- Date: January 25, 2015
- Presenters: Carol Cheng, Lawrence Cheng, Janis Chan
- Venue: TVB City, Hong Kong
- Broadcaster: TVB
- Entrants: 18
- Placements: 10
- Winner: Mandy Chai 蔡美霆 Sydney, Australia
- Congeniality: Christina Jin 金詩迪 Auckland, New Zealand

= Miss Chinese International Pageant 2015 =

The 26th Miss Chinese International Pageant, Miss Chinese International Pageant 2015 was held on January 25, 2015. Miss Chinese International 2014 Grace Chan of Hong Kong crowned her successor, Mandy Chai of Sydney, Australia at the end of the pageant.

==Pageant information==
The slogan to this year's pageant was "Delicate and Stunning, Chasing the Dream of Beauty" 「玲瓏絕色 唯美追夢」. The masters of ceremony this year were Carol Cheng, Lawrence Cheng, and Janis Chan. Judges included actor Roger Kwok, Miss Hong Kong 1989 Monica Chan, and Miss Hong Kong 1991 Second Runner-Up Ada Choi.

The show also included two guest judging panels that provided their Top 3 Picks throughout the evening. However, their choices are not scored and therefore are not included in the official results. The two panels include the 20-person "Star Judging Panel" that consists of TVB artistes, and a 100-person "Professional Panel" that consists of professionals from the banking, insurance, production, entrepreneurship, fashion, and cosmetic sectors. In addition, the 18 competing delegates also provided with their choices for Top 3, that were announced near the beginning of the programme.

__DATA LINES__.
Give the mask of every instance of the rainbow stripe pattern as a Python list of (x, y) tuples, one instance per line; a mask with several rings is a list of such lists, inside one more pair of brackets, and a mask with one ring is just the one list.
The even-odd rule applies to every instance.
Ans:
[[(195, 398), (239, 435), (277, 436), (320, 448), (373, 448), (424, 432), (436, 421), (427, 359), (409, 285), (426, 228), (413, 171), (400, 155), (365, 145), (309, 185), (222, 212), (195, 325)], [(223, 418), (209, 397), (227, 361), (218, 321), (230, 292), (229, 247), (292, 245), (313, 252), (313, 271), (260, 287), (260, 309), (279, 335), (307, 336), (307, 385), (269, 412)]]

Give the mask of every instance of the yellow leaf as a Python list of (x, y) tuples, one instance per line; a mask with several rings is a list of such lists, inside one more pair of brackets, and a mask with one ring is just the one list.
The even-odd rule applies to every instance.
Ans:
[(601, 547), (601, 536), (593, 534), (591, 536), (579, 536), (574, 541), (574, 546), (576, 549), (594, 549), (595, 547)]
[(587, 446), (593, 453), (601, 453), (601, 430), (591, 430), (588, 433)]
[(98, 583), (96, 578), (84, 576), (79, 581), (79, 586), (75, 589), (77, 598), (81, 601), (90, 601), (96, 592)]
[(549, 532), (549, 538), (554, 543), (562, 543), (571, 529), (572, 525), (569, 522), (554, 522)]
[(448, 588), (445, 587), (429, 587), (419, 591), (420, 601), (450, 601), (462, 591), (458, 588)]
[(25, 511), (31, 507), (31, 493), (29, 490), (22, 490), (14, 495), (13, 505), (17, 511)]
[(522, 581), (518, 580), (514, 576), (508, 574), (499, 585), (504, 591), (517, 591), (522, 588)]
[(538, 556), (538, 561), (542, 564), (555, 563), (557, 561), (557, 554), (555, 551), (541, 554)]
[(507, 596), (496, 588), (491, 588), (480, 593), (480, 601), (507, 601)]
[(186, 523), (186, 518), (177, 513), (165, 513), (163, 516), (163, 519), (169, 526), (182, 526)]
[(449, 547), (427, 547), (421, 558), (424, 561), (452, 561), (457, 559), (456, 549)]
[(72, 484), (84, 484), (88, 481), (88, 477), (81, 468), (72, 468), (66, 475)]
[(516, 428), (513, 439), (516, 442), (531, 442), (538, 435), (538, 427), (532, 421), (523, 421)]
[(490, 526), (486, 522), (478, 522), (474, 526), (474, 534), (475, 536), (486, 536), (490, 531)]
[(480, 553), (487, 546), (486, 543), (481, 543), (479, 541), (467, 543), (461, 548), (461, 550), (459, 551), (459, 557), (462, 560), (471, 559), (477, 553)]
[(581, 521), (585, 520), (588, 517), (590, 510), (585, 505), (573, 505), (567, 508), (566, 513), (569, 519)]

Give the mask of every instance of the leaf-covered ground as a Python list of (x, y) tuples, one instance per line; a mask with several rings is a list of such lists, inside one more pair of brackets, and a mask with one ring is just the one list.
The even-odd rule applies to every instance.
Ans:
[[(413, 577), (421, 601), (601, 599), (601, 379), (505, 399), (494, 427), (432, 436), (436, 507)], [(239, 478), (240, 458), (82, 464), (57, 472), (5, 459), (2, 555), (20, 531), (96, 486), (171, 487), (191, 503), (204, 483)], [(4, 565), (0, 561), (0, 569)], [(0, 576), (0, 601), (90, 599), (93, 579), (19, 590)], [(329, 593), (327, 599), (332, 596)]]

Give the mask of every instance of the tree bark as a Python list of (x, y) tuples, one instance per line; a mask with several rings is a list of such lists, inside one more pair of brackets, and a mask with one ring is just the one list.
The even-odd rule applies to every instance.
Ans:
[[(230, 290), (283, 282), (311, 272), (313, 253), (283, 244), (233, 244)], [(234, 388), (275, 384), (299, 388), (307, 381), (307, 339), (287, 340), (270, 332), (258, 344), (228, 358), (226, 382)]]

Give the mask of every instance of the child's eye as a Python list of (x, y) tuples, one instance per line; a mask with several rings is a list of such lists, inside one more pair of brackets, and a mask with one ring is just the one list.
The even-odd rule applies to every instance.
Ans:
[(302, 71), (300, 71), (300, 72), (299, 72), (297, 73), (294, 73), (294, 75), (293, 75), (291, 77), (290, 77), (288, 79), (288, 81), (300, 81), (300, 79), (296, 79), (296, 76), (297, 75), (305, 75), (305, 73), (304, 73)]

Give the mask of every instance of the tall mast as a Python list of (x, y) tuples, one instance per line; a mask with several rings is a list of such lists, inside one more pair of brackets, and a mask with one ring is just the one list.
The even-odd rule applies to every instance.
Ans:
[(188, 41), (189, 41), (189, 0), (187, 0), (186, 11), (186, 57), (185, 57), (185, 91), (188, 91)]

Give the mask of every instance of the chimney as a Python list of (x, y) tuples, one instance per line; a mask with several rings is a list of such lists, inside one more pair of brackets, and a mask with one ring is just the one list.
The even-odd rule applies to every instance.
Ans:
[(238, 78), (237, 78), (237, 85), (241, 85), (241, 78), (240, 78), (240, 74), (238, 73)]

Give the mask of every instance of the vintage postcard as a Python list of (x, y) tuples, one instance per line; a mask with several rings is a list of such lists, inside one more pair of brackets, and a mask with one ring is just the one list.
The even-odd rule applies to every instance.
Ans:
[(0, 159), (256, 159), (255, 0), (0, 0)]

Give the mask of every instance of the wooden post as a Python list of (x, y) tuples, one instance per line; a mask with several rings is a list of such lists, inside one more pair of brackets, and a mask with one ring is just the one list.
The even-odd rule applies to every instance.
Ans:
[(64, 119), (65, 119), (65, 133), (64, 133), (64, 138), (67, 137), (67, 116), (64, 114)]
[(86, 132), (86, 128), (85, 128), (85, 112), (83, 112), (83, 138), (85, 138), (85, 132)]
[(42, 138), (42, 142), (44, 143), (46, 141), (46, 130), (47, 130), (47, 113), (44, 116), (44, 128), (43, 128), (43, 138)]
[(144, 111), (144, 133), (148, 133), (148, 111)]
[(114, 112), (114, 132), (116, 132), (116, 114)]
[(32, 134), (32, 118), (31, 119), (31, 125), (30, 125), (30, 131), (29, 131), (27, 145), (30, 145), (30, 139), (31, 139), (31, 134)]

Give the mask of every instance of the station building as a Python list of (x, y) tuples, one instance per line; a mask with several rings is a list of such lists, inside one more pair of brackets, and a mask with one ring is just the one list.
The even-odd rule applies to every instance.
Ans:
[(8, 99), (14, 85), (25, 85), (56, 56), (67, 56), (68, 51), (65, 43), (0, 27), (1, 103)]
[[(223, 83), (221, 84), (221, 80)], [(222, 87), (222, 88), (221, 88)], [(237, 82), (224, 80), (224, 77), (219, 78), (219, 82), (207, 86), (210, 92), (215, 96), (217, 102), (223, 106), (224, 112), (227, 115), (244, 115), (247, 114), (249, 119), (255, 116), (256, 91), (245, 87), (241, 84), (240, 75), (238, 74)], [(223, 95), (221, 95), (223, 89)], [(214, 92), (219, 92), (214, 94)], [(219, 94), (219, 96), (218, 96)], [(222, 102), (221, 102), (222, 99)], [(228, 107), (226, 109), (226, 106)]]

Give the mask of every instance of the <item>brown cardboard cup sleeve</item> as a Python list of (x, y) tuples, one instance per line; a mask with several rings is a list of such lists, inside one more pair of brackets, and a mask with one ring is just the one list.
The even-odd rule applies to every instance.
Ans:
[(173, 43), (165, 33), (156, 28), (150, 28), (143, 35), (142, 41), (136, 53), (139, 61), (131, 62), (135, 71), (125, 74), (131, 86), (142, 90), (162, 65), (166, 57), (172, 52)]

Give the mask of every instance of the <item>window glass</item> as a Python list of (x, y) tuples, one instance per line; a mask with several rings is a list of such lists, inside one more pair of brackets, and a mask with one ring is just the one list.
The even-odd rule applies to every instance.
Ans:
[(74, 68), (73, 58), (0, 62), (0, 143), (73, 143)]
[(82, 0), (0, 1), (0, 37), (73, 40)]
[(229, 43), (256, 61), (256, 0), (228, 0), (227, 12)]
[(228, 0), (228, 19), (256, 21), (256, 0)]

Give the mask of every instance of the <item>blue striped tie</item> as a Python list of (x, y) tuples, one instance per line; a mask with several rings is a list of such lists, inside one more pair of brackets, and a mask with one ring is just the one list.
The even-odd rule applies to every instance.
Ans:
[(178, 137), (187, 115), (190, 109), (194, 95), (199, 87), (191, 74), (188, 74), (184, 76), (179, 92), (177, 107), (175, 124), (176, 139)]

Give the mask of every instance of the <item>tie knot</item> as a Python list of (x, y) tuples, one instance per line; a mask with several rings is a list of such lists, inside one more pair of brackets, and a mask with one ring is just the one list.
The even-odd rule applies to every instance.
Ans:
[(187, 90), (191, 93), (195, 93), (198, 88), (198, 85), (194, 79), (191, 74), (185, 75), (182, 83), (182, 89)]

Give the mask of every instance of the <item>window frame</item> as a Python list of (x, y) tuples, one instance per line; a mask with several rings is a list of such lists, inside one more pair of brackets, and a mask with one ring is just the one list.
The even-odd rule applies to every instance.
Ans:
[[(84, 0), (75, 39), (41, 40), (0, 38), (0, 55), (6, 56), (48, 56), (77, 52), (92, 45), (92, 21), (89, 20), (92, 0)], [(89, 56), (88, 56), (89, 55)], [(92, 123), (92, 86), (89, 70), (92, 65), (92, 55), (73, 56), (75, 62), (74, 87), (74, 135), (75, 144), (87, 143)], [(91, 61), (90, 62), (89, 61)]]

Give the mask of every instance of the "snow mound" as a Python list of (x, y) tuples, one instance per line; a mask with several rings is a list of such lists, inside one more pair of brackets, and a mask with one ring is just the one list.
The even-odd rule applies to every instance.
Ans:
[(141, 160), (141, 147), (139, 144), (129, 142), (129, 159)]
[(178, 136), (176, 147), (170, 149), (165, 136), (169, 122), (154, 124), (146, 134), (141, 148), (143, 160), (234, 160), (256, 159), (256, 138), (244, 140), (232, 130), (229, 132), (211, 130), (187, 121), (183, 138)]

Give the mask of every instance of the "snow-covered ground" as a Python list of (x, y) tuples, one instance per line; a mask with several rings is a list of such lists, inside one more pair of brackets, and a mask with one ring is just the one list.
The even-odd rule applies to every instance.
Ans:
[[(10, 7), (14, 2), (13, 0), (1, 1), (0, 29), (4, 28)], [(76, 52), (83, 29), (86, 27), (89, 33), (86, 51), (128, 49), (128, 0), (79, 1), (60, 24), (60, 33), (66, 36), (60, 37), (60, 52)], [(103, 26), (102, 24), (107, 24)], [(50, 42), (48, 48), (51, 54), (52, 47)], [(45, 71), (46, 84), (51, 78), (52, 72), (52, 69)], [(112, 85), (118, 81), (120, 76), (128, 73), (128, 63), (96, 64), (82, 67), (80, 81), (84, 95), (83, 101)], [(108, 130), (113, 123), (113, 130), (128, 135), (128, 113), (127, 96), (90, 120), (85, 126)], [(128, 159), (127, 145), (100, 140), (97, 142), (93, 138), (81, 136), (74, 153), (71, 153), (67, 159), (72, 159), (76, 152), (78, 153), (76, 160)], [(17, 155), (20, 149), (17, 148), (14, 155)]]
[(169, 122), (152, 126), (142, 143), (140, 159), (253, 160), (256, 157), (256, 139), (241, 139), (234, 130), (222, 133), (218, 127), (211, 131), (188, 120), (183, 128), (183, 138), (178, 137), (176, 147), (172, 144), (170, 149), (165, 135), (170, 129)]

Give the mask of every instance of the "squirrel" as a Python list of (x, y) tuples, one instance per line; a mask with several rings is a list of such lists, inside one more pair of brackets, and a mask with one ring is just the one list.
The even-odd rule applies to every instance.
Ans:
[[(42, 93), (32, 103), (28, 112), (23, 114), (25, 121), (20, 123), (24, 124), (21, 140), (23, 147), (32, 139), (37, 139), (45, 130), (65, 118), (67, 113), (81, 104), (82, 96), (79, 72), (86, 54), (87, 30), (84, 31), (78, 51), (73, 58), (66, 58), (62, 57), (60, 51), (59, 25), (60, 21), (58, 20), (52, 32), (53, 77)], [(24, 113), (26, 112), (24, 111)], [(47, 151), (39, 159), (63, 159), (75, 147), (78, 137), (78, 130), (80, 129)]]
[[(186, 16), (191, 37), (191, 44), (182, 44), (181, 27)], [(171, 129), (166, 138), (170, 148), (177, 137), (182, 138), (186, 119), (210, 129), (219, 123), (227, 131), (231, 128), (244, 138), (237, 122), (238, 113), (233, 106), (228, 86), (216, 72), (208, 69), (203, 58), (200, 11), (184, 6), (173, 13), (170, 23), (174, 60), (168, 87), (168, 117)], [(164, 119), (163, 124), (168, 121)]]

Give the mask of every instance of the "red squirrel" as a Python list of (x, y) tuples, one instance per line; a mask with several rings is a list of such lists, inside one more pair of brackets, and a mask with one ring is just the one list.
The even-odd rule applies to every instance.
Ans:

__LIST OF TASKS__.
a) Decide whether each statement agrees with the pageant text, answering yes or no and quoting the words of the text that settle it. (i) Grace Chan of Hong Kong crowned Mandy Chai as her successor. (ii) The Top 3 Picks of the guest judging panels counted toward the official results. (iii) The "Professional Panel" had 20 members.
b) Convert the lines of the listing into a JSON list of strings, one string per line and blank lines omitted. Cover everything from the line containing "Give the mask of every instance of the leaf-covered" down to the line containing "91), (188, 91)]", including both of those lines.
The listing is unrelated to the pageant text.

__ANSWERS FOR THE TASKS__.
a)
(i) Yes: "Miss Chinese International 2014 Grace Chan of Hong Kong crowned her successor, Mandy Chai of Sydney, Australia"
(ii) No: "their choices are not scored and therefore are not included in the official results"
(iii) No: "a 100-person "Professional Panel""

b)
[
  "Give the mask of every instance of the leaf-covered ground as a Python list of (x, y) tuples, one instance per line; a mask with several rings is a list of such lists, inside one more pair of brackets, and a mask with one ring is just the one list.",
  "The even-odd rule applies to every instance.",
  "Ans:",
  "[[(413, 577), (421, 601), (601, 599), (601, 379), (505, 399), (494, 427), (432, 436), (436, 507)], [(239, 478), (240, 458), (82, 464), (57, 472), (5, 459), (2, 555), (20, 531), (96, 486), (171, 487), (191, 503), (204, 483)], [(4, 565), (0, 561), (0, 569)], [(0, 576), (0, 601), (90, 599), (93, 579), (19, 590)], [(329, 593), (327, 599), (332, 596)]]",
  "Give the mask of every instance of the tree bark as a Python list of (x, y) tuples, one instance per line; a mask with several rings is a list of such lists, inside one more pair of brackets, and a mask with one ring is just the one list.",
  "The even-odd rule applies to every instance.",
  "Ans:",
  "[[(230, 290), (283, 282), (311, 272), (313, 253), (283, 244), (233, 244)], [(234, 388), (275, 384), (299, 388), (307, 381), (307, 339), (287, 340), (270, 332), (258, 344), (228, 358), (226, 382)]]",
  "Give the mask of every instance of the child's eye as a Python list of (x, y) tuples, one instance per line; a mask with several rings is a list of such lists, inside one more pair of brackets, and a mask with one ring is just the one list.",
  "The even-odd rule applies to every instance.",
  "Ans:",
  "[(302, 71), (300, 71), (300, 72), (299, 72), (297, 73), (294, 73), (294, 75), (293, 75), (291, 77), (290, 77), (288, 79), (288, 81), (300, 81), (300, 79), (296, 79), (296, 76), (297, 75), (305, 75), (305, 73), (304, 73)]",
  "Give the mask of every instance of the tall mast as a Python list of (x, y) tuples, one instance per line; a mask with several rings is a list of such lists, inside one more pair of brackets, and a mask with one ring is just the one list.",
  "The even-odd rule applies to every instance.",
  "Ans:",
  "[(188, 41), (189, 41), (189, 0), (187, 0), (186, 11), (186, 57), (185, 57), (185, 91), (188, 91)]"
]